▶ **JOB 1**:
In the mailing list message about the Xen 4.7 crash below, list every person named in a line stating that someone wrote the quoted text.

▶ **EXTRACTED TEXT**:
========

[Date Prev][Date Next][Thread Prev][Thread Next][Date Index][Thread Index]

Re: [Xen-devel] Xen 4.7 crash



On 01/06/2016 23:18, Julien Grall wrote:
> Hi Andrew,
>
> On 01/06/2016 22:24, Andrew Cooper wrote:
>> On 01/06/2016 21:45, Aaron Cornelius wrote:
>>>>
>>>>> However, since I only have 1 domain active at a time, I'm not sure
>>>>> why I
>>>> should run out of VM IDs.
>>>>
>>>> Sounds like a VMID resource leak.  Check to see whether it is freed
>>>> properly
>>>> in domain_destroy().
>>>>
>>>> ~Andrew
>>> That would be my assumption.  But as far as I can tell,
>>> arch_domain_destroy() calls pwm_teardown() which calls
>>> p2m_free_vmid(), and none of the functionality related to freeing a
>>> VM ID appears to have changed in years.
>>
>> The VMID handling looks suspect.  It can be called repeatedly during
>> domain destruction, and it will repeatedly clear the same bit out of the
>> vmid_mask.
>
> Can you explain how the p2m_free_vmid can be called multiple time?
>
> We have the following path:
>    arch_domain_destroy -> p2m_teardown -> p2m_free_vmid.

========

Stored records
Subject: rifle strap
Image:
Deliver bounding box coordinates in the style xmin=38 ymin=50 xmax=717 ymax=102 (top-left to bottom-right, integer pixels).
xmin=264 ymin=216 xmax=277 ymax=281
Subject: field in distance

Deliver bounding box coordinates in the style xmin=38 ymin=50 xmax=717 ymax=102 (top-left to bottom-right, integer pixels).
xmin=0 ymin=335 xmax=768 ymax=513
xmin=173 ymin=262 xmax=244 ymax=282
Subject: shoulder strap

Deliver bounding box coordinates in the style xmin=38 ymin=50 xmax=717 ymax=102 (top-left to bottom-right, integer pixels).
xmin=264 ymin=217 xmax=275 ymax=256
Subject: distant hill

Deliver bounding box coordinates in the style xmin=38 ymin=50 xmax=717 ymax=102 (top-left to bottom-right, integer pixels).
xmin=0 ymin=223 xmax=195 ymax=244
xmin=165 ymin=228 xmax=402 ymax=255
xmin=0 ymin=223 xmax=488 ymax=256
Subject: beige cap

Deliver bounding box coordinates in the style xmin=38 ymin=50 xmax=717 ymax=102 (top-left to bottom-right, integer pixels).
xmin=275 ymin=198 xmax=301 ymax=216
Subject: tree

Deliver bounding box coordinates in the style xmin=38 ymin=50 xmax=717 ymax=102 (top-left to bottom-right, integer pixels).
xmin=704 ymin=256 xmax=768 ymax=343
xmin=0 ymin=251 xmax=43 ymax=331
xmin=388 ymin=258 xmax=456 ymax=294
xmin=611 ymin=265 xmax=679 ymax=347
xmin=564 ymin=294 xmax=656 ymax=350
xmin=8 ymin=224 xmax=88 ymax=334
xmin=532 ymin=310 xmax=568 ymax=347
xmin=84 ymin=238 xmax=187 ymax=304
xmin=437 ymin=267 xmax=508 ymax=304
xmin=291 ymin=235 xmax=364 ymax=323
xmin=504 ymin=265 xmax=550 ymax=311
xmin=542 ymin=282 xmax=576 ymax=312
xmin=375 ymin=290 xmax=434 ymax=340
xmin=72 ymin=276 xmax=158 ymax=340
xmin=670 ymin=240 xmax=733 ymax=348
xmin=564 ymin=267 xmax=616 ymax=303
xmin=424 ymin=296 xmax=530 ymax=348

========

▶ **JOB 2**:
Put the stored rows from the line containing "Subject: field in distance" through the line containing "xmin=173 ymin=262 xmax=244 ymax=282", inclusive, into a JSON list of strings with one string per line, leaving out blank lines.

▶ **EXPECTED ANSWER 1**:
Julien Grall, Andrew Cooper, Aaron Cornelius

▶ **EXPECTED ANSWER 2**:
[
  "Subject: field in distance",
  "Deliver bounding box coordinates in the style xmin=38 ymin=50 xmax=717 ymax=102 (top-left to bottom-right, integer pixels).",
  "xmin=0 ymin=335 xmax=768 ymax=513",
  "xmin=173 ymin=262 xmax=244 ymax=282"
]